PAGE EXTRACT:
# Mr car is running GREAT!



## Jeff (Oct 17, 2002)

Just wanted to let everyone know, my 1999 Maxima SE-L is running like a champ.

82,000 miles on stock clutch and it still grabs like it should.
CV Joints are in perfect shape.
Paint has no orange peel...looks good when I wash it.
No engine problems whatsoever.

This is the most reliable car I've ever owned.

Thank you, that is all.
http://www.nissanforums.com/showthread.php?t=95923


:fluffpol: :givebeer:


----------



## am3rican (Feb 26, 2005)

MrEous said:


> Just wanted to let everyone know, my 1999 Maxima SE-L is running like a champ.
> 
> 82,000 miles on stock clutch and it still grabs like it should.
> CV Joints are in perfect shape.
> ...


sweeeeet...its a shame so many others arent


----------



## MaxQuest (Sep 11, 2004)

am3rican said:


> sweeeeet...its a shame so many others arent



A lot of them are running GREAT. Just because the are not these sights shouting about it does not mean they are not out there.

My 99 GXE is running great also. I have 172,000 miles on it. I just changed the coils packs and knock sensor in the last two years. No other problems.


----------

TO BE DONE:
Reproduce the passage of the Maxima forum thread that starts at the words "## Jeff (Oct" and ends after the words "engine problems whatsoever.".

DATASET ROWS:
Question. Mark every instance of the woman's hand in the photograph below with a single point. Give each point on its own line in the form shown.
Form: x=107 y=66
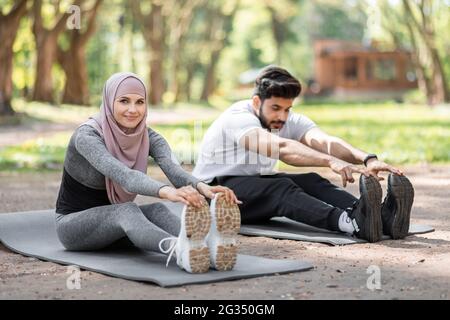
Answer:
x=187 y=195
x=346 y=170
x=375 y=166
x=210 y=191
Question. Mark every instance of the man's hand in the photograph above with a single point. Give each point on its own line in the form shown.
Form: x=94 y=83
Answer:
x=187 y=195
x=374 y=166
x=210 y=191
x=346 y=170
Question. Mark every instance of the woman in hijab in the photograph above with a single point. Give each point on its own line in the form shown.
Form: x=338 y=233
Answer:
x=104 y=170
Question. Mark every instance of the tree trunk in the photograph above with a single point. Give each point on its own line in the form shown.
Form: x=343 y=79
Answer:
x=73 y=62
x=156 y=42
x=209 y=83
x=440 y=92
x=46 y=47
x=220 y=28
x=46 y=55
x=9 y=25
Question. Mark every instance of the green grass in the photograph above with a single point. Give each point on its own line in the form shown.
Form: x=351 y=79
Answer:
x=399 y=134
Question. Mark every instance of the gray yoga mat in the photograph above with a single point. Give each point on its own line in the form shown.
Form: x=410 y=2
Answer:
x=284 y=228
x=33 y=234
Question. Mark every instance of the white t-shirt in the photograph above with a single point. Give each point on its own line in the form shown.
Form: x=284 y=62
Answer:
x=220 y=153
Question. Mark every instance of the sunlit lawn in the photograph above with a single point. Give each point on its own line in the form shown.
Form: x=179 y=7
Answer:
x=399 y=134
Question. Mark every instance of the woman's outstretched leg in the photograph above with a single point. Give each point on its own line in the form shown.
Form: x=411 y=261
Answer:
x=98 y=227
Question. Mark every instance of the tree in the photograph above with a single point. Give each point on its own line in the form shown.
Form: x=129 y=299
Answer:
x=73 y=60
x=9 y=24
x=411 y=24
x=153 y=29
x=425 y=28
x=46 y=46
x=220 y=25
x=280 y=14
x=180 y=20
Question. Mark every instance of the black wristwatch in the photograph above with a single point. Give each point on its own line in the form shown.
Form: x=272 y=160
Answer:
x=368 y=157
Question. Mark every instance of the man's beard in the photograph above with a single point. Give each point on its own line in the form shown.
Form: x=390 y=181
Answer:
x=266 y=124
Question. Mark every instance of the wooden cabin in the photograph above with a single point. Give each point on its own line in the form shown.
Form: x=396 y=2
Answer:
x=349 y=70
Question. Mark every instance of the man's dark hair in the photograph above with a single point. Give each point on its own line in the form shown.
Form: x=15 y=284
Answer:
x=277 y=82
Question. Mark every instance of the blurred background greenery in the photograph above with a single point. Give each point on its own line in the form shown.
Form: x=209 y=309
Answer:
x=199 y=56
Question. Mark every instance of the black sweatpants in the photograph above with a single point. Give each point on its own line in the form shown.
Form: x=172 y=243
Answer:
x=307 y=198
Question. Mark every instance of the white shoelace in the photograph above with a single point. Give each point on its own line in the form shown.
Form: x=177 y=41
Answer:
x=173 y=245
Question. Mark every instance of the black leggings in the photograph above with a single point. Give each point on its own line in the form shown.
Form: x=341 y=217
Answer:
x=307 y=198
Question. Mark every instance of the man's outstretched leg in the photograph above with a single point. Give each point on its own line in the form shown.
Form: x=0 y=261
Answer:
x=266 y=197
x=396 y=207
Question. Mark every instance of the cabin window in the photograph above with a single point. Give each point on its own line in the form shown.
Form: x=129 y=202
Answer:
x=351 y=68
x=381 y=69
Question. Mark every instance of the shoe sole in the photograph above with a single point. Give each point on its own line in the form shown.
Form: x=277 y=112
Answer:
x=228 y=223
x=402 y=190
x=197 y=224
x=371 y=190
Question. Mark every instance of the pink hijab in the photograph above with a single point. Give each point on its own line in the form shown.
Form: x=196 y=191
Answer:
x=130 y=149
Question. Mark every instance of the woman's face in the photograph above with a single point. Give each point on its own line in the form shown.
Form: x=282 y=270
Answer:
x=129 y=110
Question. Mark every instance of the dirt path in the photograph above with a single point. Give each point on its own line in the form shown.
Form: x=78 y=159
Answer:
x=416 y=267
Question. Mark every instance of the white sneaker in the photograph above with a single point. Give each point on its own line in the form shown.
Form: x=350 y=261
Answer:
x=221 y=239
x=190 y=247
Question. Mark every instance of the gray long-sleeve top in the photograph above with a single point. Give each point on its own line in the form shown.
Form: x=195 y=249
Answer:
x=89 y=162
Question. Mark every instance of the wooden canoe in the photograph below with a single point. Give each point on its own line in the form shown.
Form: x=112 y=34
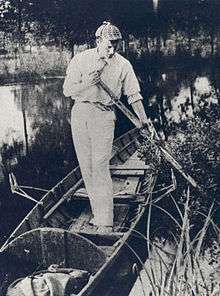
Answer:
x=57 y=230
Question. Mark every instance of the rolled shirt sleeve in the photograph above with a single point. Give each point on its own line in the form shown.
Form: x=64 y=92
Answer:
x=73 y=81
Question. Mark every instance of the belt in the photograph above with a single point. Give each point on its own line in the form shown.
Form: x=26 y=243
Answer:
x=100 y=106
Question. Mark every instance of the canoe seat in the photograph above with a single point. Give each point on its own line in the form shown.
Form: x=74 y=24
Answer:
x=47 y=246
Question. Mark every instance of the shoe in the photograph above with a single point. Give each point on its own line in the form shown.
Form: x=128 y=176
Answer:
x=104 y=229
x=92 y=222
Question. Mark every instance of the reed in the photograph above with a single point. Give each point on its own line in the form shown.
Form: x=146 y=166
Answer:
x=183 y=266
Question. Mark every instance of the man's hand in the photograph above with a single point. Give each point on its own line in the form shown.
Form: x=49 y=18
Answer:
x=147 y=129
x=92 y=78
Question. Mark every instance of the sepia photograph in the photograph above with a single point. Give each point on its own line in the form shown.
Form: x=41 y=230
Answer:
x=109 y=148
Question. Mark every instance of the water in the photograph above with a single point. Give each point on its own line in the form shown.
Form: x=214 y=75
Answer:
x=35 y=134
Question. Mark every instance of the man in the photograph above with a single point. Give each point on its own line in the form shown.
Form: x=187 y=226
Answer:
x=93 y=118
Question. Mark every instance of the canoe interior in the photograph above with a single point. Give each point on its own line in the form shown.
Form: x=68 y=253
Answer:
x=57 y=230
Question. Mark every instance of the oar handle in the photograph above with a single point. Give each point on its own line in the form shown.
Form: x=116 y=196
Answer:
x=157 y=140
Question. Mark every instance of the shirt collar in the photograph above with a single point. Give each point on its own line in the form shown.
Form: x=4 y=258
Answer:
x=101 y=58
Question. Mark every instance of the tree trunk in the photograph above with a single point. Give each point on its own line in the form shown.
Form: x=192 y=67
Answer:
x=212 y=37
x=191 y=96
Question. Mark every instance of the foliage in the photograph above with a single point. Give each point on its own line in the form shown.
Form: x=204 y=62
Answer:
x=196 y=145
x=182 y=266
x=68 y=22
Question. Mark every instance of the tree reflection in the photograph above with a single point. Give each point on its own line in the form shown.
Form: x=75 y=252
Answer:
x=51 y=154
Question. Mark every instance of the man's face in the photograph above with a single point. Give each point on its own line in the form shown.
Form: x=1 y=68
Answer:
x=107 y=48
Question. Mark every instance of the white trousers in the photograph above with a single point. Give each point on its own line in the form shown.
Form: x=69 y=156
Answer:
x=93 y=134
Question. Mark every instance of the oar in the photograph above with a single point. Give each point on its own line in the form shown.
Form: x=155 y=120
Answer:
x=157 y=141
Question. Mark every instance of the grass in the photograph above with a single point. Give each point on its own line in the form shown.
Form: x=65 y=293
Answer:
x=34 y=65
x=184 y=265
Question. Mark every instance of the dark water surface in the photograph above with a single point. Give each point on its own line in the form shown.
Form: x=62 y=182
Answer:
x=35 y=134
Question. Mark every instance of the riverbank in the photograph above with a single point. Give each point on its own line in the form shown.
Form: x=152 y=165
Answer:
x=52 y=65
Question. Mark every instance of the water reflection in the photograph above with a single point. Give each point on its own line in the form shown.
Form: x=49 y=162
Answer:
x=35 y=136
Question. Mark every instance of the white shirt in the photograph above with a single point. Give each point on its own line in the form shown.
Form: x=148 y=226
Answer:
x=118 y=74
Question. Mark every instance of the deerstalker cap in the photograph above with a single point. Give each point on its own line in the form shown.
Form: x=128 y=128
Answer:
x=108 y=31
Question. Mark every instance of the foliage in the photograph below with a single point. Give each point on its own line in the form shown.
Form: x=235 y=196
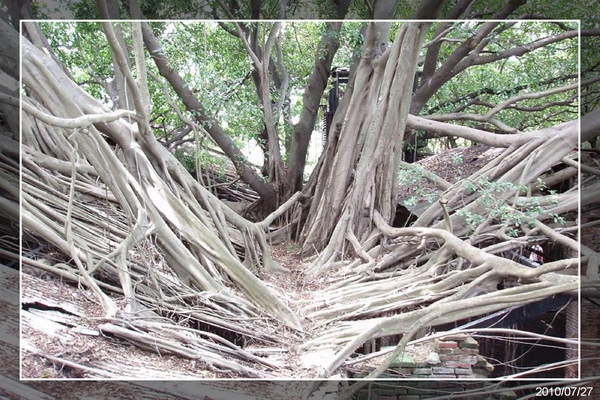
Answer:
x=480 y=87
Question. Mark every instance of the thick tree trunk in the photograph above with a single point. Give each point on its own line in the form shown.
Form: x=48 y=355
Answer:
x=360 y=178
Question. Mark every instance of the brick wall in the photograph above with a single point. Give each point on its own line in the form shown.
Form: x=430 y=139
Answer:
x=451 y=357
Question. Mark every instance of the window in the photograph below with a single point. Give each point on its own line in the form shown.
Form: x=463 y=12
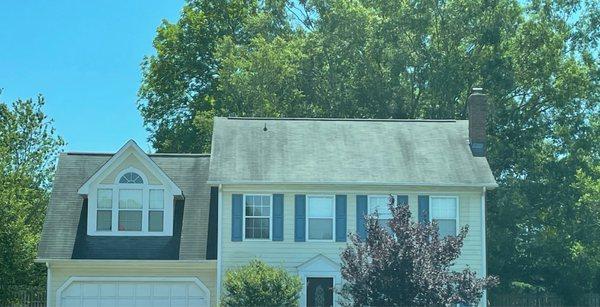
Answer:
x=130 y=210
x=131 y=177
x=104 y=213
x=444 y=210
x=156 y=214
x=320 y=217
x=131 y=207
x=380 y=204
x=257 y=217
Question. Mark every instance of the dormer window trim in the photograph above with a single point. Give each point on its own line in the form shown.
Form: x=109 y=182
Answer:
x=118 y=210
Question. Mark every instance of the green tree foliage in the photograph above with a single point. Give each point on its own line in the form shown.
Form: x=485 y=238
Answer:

ANSWER BELOW:
## Jeff (Oct 17, 2002)

Just wanted to let everyone know, my 1999 Maxima SE-L is running like a champ.

82,000 miles on stock clutch and it still grabs like it should.
CV Joints are in perfect shape.
Paint has no orange peel...looks good when I wash it.
No engine problems whatsoever.